▶ Your objective: Extract every line in the entries below that contains the string "cloud". Matching is case-sensitive.

▶ Entries supplied:
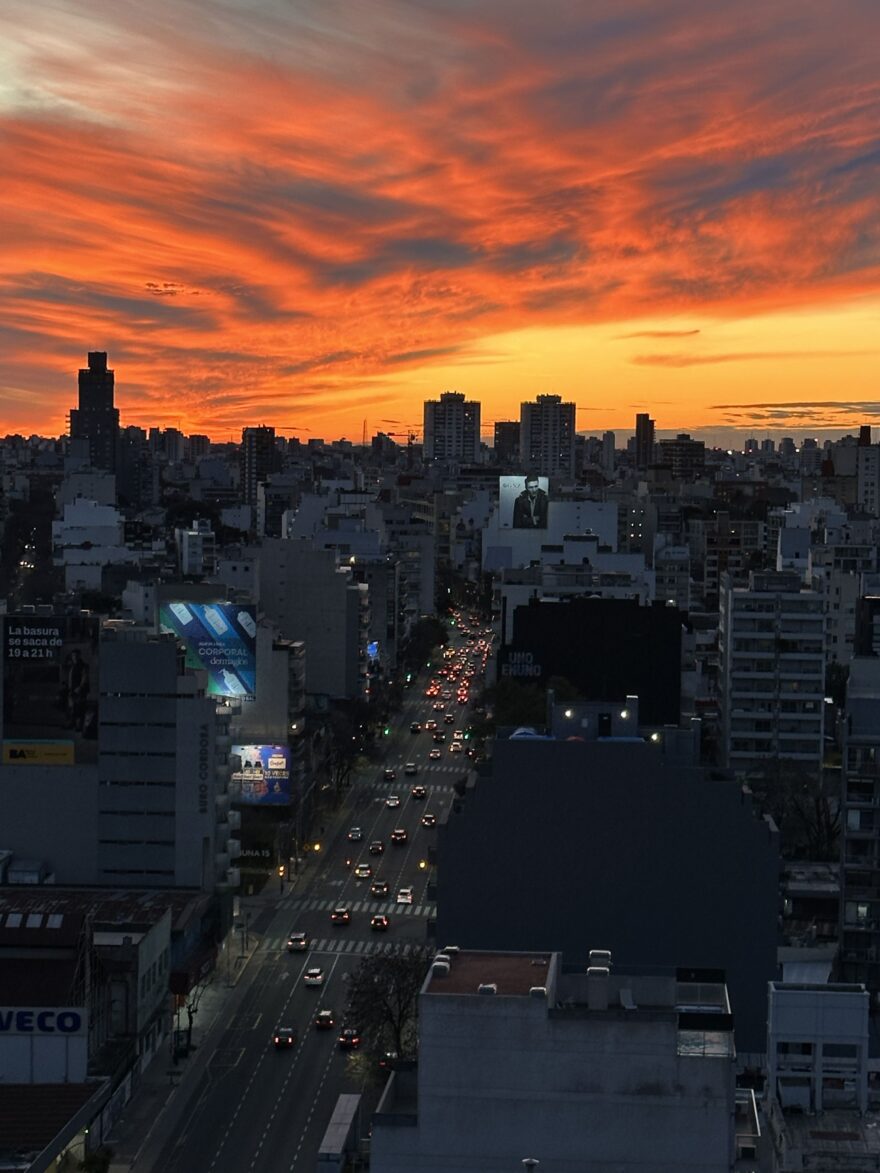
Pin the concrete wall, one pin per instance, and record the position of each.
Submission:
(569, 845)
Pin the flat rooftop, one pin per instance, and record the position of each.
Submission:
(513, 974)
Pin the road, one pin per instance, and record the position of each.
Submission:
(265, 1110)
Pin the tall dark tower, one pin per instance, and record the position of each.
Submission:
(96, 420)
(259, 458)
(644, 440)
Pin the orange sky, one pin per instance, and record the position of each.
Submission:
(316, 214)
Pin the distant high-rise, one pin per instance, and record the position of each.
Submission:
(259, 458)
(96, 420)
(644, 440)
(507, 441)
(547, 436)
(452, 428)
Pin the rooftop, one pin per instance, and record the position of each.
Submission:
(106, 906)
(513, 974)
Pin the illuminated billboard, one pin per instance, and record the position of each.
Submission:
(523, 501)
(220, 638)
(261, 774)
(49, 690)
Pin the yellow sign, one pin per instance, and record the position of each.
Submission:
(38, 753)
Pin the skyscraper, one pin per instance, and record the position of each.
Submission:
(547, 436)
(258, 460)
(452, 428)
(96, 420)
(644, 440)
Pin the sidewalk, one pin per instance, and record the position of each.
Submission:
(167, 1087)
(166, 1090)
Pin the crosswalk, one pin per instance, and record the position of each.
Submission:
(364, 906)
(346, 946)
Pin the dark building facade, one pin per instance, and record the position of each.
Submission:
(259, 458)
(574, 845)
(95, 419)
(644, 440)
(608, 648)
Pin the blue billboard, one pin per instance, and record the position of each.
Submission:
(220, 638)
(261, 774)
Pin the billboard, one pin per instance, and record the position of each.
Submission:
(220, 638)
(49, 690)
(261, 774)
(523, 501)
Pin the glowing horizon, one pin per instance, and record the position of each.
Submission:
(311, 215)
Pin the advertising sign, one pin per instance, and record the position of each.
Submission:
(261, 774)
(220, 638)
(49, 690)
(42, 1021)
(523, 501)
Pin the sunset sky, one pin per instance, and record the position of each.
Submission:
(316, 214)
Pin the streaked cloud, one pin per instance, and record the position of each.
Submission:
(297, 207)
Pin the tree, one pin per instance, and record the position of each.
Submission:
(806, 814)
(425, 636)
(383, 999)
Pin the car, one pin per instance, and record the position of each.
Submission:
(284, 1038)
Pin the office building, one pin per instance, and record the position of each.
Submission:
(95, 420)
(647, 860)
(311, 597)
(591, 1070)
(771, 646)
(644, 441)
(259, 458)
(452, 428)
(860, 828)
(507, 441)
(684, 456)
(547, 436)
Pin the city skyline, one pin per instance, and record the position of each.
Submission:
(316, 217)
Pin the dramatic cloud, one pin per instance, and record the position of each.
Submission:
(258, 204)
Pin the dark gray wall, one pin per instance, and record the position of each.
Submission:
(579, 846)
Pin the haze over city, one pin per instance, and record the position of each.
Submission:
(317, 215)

==

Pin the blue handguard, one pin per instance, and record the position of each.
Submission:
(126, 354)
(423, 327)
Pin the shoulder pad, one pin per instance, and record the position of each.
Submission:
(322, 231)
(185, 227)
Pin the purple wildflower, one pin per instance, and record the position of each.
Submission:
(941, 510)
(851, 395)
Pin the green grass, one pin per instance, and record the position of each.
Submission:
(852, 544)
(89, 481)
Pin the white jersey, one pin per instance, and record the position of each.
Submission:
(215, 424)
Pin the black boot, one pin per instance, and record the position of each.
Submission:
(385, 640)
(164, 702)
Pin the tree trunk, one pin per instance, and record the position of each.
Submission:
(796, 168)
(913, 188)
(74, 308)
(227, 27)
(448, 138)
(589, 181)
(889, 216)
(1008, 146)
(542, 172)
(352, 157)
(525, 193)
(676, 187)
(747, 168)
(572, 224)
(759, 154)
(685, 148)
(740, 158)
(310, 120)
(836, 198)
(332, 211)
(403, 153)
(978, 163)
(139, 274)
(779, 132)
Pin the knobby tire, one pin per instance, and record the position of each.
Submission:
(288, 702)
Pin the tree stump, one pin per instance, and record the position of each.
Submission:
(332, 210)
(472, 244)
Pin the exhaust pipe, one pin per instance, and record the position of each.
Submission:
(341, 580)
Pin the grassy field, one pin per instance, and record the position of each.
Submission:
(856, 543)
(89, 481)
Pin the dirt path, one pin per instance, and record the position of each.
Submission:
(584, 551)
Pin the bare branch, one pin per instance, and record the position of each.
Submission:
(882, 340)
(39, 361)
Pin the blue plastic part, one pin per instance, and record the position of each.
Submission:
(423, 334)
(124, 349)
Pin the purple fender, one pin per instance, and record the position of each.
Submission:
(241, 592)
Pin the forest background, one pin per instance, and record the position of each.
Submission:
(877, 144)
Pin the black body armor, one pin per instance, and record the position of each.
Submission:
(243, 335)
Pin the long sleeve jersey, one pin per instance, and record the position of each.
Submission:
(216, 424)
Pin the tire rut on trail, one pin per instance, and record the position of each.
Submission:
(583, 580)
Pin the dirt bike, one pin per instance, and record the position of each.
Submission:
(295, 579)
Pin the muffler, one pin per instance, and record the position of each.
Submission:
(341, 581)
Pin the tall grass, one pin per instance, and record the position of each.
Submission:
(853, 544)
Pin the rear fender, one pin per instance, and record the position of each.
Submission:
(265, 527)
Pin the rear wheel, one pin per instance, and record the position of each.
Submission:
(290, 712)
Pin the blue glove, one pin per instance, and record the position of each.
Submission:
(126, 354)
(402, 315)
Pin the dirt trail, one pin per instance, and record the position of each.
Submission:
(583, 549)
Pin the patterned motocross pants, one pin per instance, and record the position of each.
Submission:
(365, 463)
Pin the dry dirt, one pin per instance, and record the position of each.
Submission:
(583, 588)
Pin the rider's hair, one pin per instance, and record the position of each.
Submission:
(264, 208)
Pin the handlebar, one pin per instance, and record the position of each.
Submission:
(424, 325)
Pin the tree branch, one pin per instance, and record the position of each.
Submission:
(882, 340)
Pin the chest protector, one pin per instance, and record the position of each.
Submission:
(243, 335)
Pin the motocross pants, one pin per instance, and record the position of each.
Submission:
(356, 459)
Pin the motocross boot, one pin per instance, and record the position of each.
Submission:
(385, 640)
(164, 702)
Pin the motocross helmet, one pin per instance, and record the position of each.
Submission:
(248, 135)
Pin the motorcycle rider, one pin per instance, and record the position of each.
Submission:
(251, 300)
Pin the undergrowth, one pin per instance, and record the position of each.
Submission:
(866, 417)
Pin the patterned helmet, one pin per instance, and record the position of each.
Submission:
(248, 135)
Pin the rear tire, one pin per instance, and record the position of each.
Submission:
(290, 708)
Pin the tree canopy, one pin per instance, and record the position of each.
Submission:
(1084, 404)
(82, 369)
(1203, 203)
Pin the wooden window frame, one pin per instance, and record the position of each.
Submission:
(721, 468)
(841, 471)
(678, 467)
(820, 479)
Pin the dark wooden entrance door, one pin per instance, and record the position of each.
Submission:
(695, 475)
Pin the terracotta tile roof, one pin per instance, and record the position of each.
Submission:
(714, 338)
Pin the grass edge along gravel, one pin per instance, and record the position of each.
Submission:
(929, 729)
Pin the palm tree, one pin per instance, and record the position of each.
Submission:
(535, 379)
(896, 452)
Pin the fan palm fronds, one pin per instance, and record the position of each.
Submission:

▶ The response:
Pin the streaked cloud, one pin per instance, and record the position of each.
Pin the dramatic cloud, one pin per instance, and record the position of each.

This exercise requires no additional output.